What is asked
Resume the passage on Calvin Klein Collection below, carrying it on from its final sentence.

# Selected extract start

In 2024, Veronica Leoni was appointed Creative Director of Calvin Klein Collection and charged with re-launching the line.

==Overview==
Calvin Klein Collection was one of several Calvin Klein brands owned by Calvin Klein Inc., a wholly owned subsidiary of Phillips Van Heusen (PVH). PVH described the Collection as "the most prestigious and luxurious brand, setting the tone of elegance and modern sophistication for all of the other Calvin Klein brands."

 Collection women's dresses retailed at about US$900–2,000 in the 1990s, but could cost up to $3,000 or more. A men's suit entered at around US$1,300. These prices were significantly higher than those for comparable, mass-produced items in the company's ck label, platinum label (for Europe & Asia only), white label (jeans, underwear, etc.) and sportswear lines.

Calvin Klein Collection clothing was traditionally presented bi-annually during New York Fashion Week (womenswear) and Milan Fashion Week (menswear). For the fall/winter 2009-10 shows at New York Fashion Week in February 2009, "as a one-off event" and at the occasion of the brand's 40th anniversary, Calvin Klein Collection menswear returned to New York City "after years of showing in Milan". The spring/summer 2010 collection was shown in Milan again as it had always been clear that “the brand plans to return to the runway in Milan for future shows”. Under Raf Simons and with the new name, referring to the address of the company's headquarters in New York, the women's and men's collections were combined into one show during New York Fashion Week.

The label sewn into the clothes used to be off-white with black characters until fall 2004. After that, it was black with a tonal logotype. The signature font did not change. From 2017 to 2019, it was a black label with the new name in white characters and capital letters (CALVIN KLEIN 205W39NYC).

==Licensing and Production==
Before PVH decided in 2003 to license the Collection business, the design of Calvin Klein Collection had been managed out of the label's West 39th Street headquarters in New York City by Mr. Klein and his design staff, even though the pieces were European-produced. The worldwide license for the Collection was then held from 2003 by Vestimenta SpA, an Italian high-fashion manufacturer, whose bankruptcy led Fingen SpA of Italy (the parent of the licensees for Calvin Klein Jeanswear in Europe and Asia and ck Calvin Klein bridge apparel in Europe) to take over the license starting with the Spring 2006 line in the form of a subsidiary named CMI (Confezioni Moda Italia). In late 2005, the New York-based Warnaco Group, an apparel manufacturer that already cooperates with Calvin Klein in their sportswear and Jeans business on the US market, arranged to acquire the worldwide license from "Florence-based Fingen SpA for $286 million" for the 2008 to 2013 period. However, in December 2007 PVH took design and production duties for the collection back in-house to regain full control of the label and Warnaco instead received the rights to operate Calvin Klein Jeans retail stores in Europe, Asia and Latin America and ck Calvin Klein accessories stores in Europe and Latin America.

==Designers at Calvin Klein Collection==
Before the house of Calvin Klein was sold to PVH in late 2002, Mr. Klein himself oversaw the design of the women's and men's collection. After the sale, he functioned as a creative consultant for a short time and was later released from all duties within the company.

# Selected extract end
# Record set start

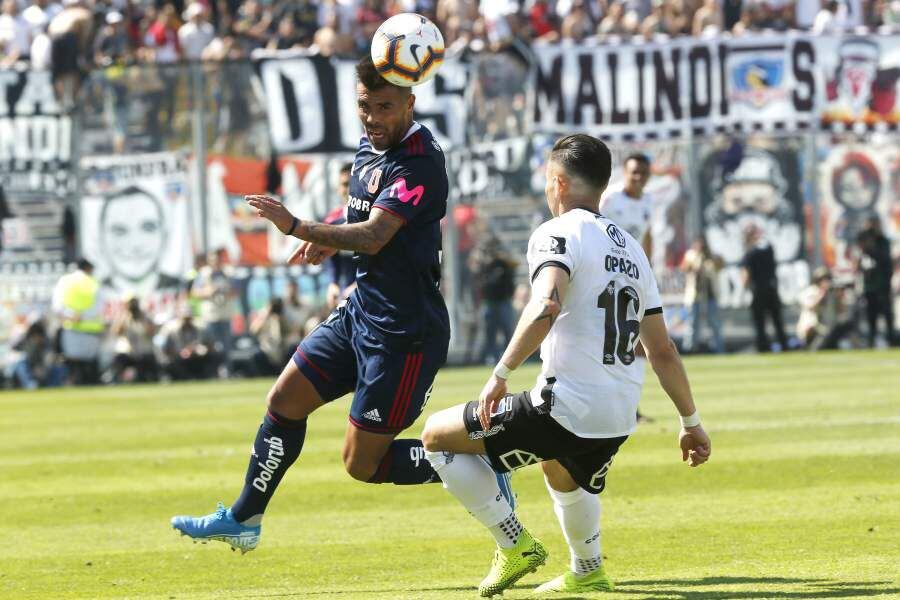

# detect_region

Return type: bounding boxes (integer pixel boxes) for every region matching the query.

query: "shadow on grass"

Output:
[616,577,900,600]
[248,577,900,600]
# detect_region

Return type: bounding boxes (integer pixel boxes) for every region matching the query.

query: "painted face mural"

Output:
[704,148,802,264]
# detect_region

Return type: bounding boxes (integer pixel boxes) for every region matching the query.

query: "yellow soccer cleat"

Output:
[534,565,613,594]
[478,529,548,598]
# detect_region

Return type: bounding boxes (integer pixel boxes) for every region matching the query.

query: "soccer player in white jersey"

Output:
[599,152,653,421]
[599,153,653,256]
[422,134,710,596]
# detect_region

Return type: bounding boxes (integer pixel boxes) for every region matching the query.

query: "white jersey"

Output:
[600,190,651,243]
[528,208,662,438]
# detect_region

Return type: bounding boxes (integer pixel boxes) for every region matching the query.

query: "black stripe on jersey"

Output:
[531,260,572,282]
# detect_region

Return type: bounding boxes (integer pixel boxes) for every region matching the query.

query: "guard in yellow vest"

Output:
[53,259,104,384]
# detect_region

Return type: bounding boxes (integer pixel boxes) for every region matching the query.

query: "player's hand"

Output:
[244,195,294,235]
[478,375,506,431]
[678,425,712,467]
[287,241,337,265]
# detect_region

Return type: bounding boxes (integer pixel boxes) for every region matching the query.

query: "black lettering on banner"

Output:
[791,40,816,112]
[534,53,566,123]
[688,45,712,119]
[719,44,728,117]
[572,53,603,125]
[634,51,647,123]
[653,48,681,122]
[606,53,628,125]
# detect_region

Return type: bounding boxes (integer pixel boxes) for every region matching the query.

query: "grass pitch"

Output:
[0,351,900,600]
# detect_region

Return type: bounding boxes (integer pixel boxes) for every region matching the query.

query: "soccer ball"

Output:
[371,13,444,87]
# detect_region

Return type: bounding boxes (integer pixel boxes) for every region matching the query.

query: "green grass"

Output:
[0,351,900,600]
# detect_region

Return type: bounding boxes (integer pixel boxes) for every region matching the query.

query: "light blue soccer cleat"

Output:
[172,502,261,554]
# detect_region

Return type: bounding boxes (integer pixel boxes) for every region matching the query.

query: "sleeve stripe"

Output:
[531,260,572,283]
[372,204,408,223]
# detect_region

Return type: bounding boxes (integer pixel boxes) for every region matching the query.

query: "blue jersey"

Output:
[347,124,450,344]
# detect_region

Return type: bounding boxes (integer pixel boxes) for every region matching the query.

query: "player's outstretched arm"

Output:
[245,196,404,254]
[478,265,569,431]
[640,314,712,467]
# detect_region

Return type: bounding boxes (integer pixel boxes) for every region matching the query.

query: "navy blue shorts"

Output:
[294,307,448,433]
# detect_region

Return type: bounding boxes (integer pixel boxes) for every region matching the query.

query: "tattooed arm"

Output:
[246,196,404,254]
[478,264,569,431]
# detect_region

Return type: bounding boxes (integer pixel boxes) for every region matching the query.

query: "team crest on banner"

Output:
[731,57,787,107]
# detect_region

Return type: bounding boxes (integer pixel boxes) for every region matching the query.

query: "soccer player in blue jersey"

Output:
[172,58,508,552]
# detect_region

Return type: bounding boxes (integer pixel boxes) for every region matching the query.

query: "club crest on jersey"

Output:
[537,235,566,254]
[606,223,625,248]
[366,169,381,194]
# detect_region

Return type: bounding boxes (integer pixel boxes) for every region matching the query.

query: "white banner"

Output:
[80,153,192,295]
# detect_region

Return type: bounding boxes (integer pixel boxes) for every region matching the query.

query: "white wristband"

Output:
[678,410,700,427]
[494,362,514,379]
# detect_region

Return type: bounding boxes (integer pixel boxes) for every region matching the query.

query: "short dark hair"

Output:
[356,54,409,91]
[622,152,650,167]
[550,133,612,190]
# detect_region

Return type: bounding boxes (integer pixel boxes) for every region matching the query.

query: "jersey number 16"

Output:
[597,281,641,365]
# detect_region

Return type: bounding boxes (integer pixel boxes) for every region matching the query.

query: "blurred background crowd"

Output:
[0,0,900,388]
[0,0,900,75]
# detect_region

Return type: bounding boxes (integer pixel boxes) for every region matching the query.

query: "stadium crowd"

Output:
[0,0,900,76]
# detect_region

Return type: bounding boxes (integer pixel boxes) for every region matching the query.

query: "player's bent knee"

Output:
[344,451,379,481]
[422,409,451,452]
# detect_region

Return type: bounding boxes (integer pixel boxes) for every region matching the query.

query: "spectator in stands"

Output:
[560,0,594,42]
[94,10,134,154]
[111,297,159,383]
[144,4,181,64]
[234,0,273,52]
[794,0,822,31]
[52,258,104,384]
[266,15,303,50]
[22,0,62,37]
[857,215,896,348]
[250,298,299,376]
[0,0,31,68]
[178,2,216,61]
[691,0,725,38]
[12,319,66,390]
[191,252,234,377]
[797,267,855,350]
[160,309,216,381]
[812,0,844,35]
[356,0,389,53]
[274,0,320,47]
[681,236,725,354]
[741,225,788,352]
[473,235,517,365]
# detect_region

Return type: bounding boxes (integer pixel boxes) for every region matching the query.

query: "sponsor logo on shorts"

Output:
[500,449,541,471]
[363,408,381,423]
[588,458,612,492]
[409,446,425,469]
[469,423,503,440]
[253,435,284,492]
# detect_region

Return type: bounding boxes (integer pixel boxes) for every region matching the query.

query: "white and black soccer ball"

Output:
[371,13,444,87]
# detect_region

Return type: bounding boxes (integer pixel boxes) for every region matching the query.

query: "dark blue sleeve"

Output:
[372,156,447,223]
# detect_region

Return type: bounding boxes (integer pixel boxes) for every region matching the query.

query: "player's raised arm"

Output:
[479,263,569,430]
[640,313,711,467]
[246,196,404,254]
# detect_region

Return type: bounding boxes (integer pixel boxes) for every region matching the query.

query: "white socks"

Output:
[545,480,601,575]
[425,451,522,548]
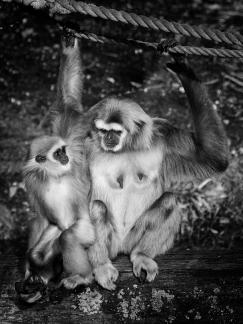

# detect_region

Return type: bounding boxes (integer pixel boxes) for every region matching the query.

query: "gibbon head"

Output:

# Record set end

Exercise response
The creative director for Calvin Klein Collection for women from 2003 to 2016 was Brazilian-born Francisco Costa, a former Gucci designer, who had already worked with Mr. Klein directly before the founder’s departure from the company. Italo Zucchelli, a former Jil Sander and Romeo Gigli designer, had worked as senior designer for menswear at Calvin Klein for six seasons before he served as creative director of the Calvin Klein Collection menswear line from spring 2004 until April 2016. Ulrich Grimm was the creative director of men’s and women’s Collection shoes and accessories.

On August 2, 2016, Calvin Klein, Inc. announced the appointment of Raf Simons as Chief Creative Officer of the brand.

During his tenure, Simons led the creative strategy of the Calvin Klein brand globally across the Calvin Klein Collection, Calvin Klein Platinum, Calvin Klein, Calvin Klein Jeans, Calvin Klein Underwear and Calvin Klein Home brands. As part of his role as Chief Creative Officer, Simons oversaw all aspects of design, global marketing and communications, and visual creative services. Simons’ first collections debuted for the fall/winter 2017 season.

The arrival of Raf Simons as Chief Creative Officer signified “a momentous new chapter for Calvin Klein”, said Steve Shiffman, CEO of Calvin Klein, Inc. “Not since Mr. Klein himself was at the company has it been led by one creative visionary, and I am confident that this decision will drive the Calvin Klein brand and have a significant impact on its future. Raf’s exceptional contributions have shaped and modernized fashion as we see it today and, under his direction, Calvin Klein will further solidify its position as a leading global lifestyle brand.”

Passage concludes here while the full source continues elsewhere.